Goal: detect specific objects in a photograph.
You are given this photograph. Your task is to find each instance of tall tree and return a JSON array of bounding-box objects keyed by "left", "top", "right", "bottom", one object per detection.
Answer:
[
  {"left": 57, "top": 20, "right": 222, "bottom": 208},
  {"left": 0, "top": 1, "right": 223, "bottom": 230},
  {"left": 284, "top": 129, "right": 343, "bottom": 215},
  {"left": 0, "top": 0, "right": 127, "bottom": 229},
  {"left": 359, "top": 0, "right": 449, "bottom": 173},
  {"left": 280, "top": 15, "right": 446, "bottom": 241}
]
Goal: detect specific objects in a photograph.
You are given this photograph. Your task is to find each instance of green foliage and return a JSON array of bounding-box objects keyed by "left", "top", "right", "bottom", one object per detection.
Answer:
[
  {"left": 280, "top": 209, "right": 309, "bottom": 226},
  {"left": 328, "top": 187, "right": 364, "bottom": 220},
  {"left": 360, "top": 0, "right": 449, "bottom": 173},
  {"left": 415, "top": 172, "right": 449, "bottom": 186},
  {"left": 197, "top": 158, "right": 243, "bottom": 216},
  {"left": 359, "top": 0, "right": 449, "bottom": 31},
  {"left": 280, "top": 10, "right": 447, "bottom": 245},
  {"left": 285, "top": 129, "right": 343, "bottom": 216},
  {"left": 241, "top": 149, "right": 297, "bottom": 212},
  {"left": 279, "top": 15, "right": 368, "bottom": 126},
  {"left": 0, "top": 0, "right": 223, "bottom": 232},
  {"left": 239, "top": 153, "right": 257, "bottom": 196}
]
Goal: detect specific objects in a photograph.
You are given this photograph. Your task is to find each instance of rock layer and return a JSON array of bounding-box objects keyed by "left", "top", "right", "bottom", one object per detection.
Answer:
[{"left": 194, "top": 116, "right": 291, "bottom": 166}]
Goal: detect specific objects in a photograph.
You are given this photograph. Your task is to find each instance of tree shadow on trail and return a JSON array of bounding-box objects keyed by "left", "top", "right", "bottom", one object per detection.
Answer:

_ _ _ _ _

> _Work to complete_
Copy every entry exactly, leaving nothing out.

> _The completed task_
Goal: detect specific objects in a photograph.
You are given this photograph. Your task is to find each instance of tall tree and return a JSON array of bounding-box objects keyed by "left", "top", "right", "bottom", one object per detection.
Answer:
[
  {"left": 57, "top": 20, "right": 222, "bottom": 208},
  {"left": 0, "top": 1, "right": 223, "bottom": 230},
  {"left": 284, "top": 129, "right": 343, "bottom": 215},
  {"left": 0, "top": 0, "right": 127, "bottom": 229},
  {"left": 359, "top": 0, "right": 449, "bottom": 173},
  {"left": 280, "top": 15, "right": 446, "bottom": 241}
]
Goal: detect specific objects in a photograph.
You are given this photograph. Your task is to find each instance of green foliage and return a JSON array of bounding-box objects keyed by "left", "top", "right", "bottom", one object per detection.
Answer:
[
  {"left": 280, "top": 209, "right": 309, "bottom": 226},
  {"left": 328, "top": 187, "right": 364, "bottom": 220},
  {"left": 360, "top": 0, "right": 449, "bottom": 173},
  {"left": 415, "top": 172, "right": 449, "bottom": 186},
  {"left": 197, "top": 158, "right": 243, "bottom": 216},
  {"left": 359, "top": 0, "right": 449, "bottom": 31},
  {"left": 280, "top": 10, "right": 447, "bottom": 245},
  {"left": 285, "top": 129, "right": 343, "bottom": 216},
  {"left": 241, "top": 149, "right": 297, "bottom": 212},
  {"left": 279, "top": 15, "right": 368, "bottom": 126},
  {"left": 0, "top": 0, "right": 223, "bottom": 232},
  {"left": 239, "top": 153, "right": 257, "bottom": 196}
]
Goal: detect specific objects in a photograph.
You are given this photograph. Your task is to find each instance of rock layer and return a JSON array of bounding-box objects keyed by "left", "top", "right", "bottom", one object per detection.
Answer:
[{"left": 194, "top": 116, "right": 291, "bottom": 166}]
Goal: detect specific objects in a photograph.
You are given this photograph. Your task is to find each instance of tree shadow on trail and return a JSON array of bounding-box objects keyed by "left", "top", "right", "bottom", one object per detection.
Answer:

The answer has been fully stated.